START EXTRACTED RECORDS
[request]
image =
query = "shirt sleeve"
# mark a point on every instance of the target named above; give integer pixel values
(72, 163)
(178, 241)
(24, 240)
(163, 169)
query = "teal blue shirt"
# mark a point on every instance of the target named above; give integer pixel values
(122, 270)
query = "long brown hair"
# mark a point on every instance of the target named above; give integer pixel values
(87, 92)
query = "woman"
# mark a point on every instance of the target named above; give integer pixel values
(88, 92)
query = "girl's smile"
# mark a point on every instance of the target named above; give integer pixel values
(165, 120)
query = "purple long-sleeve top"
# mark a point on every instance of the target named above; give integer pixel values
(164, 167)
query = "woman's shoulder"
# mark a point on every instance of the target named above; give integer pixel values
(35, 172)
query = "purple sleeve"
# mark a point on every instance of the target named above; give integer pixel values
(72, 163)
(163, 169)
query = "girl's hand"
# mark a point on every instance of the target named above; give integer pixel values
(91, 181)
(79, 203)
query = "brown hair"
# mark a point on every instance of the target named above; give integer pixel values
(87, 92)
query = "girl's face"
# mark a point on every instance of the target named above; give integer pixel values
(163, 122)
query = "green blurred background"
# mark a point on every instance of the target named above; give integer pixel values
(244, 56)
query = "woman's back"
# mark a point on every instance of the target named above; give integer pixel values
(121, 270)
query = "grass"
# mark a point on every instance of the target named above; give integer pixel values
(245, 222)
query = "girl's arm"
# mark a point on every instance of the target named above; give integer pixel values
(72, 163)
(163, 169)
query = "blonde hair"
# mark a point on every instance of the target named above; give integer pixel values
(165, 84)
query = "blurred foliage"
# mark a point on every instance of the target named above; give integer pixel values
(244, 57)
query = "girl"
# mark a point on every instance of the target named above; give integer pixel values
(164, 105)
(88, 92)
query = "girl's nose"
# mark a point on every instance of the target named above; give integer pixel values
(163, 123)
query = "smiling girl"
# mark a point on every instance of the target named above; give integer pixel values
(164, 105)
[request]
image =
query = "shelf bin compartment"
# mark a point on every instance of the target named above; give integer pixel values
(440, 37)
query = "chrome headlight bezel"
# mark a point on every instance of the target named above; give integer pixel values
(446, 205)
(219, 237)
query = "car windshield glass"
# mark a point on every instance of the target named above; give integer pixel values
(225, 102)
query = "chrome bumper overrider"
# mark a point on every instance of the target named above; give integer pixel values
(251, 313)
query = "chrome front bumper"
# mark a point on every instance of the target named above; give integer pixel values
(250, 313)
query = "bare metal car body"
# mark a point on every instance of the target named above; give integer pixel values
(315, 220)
END EXTRACTED RECORDS
PROBLEM DETAILS: Set out the complete listing exactly as shown.

RESULT:
[request]
image =
query = "shirt sleeve"
# mark a point on every instance of the target named above; give integer pixel values
(72, 163)
(178, 241)
(24, 240)
(163, 169)
query = "teal blue shirt"
# mark a point on every instance of the target named above; give integer pixel values
(122, 270)
query = "long brown hair"
# mark a point on every instance of the target named above; give integer pixel values
(87, 92)
query = "woman"
# mark a point on every instance of the target named above; give integer pixel values
(88, 92)
query = "girl's smile"
# mark a point on every instance of the target named above; give integer pixel values
(165, 120)
query = "purple long-sleeve top"
# mark a point on every instance of the target named above; give integer pixel values
(164, 167)
query = "woman's shoulder"
# mark a point on every instance of the target named above; give integer pixel values
(35, 172)
query = "purple sleeve"
# mark a point on every instance of the target named above; give integer pixel values
(72, 163)
(163, 169)
query = "girl's hand"
# mark a point on every instance of the target named above; give integer pixel values
(91, 181)
(79, 203)
query = "brown hair"
# mark a point on every instance of the target named above; give integer pixel values
(87, 92)
query = "girl's face"
# mark a point on every instance of the target named above; give integer pixel values
(163, 122)
query = "green blurred background"
# mark a point on every instance of the target named above; give integer pixel values
(244, 56)
query = "woman's back"
# mark a point on every instance of the target named above; give integer pixel values
(121, 270)
query = "grass"
# mark a point on every instance of the target named above; give integer pixel values
(245, 222)
query = "girl's arm"
# mark a point on every instance of the target named above; give integer pixel values
(72, 163)
(163, 169)
query = "blonde hair"
# mark a point on every instance of the target named above; give integer pixel values
(165, 84)
query = "blurred foliage"
# mark a point on every instance of the target named above; give integer pixel values
(244, 57)
query = "girl"
# mark a point on every instance of the target named above; give integer pixel values
(164, 105)
(88, 92)
query = "girl's nose"
# mark a point on every instance of the target named above; give integer pixel values
(163, 123)
query = "smiling girl"
# mark a point on every instance of the target named above; give integer pixel values
(164, 105)
[request]
image =
query = "shelf bin compartment"
# mark a point on every instance of the target named above; give integer pixel values
(440, 37)
query = "chrome headlight bezel"
# mark a point on every instance of the target named above; give integer pixel values
(446, 205)
(219, 237)
query = "car windshield glass"
# mark a point on every instance of the target named above; give integer pixel values
(225, 102)
query = "chrome bumper overrider"
# mark a point on every instance of the target named above; give integer pixel values
(251, 313)
query = "chrome front bumper"
# mark a point on every instance of the target named above; give integer pixel values
(250, 313)
query = "bare metal car body"
# mark a point on every instance of the target named above; give integer pixel values
(315, 220)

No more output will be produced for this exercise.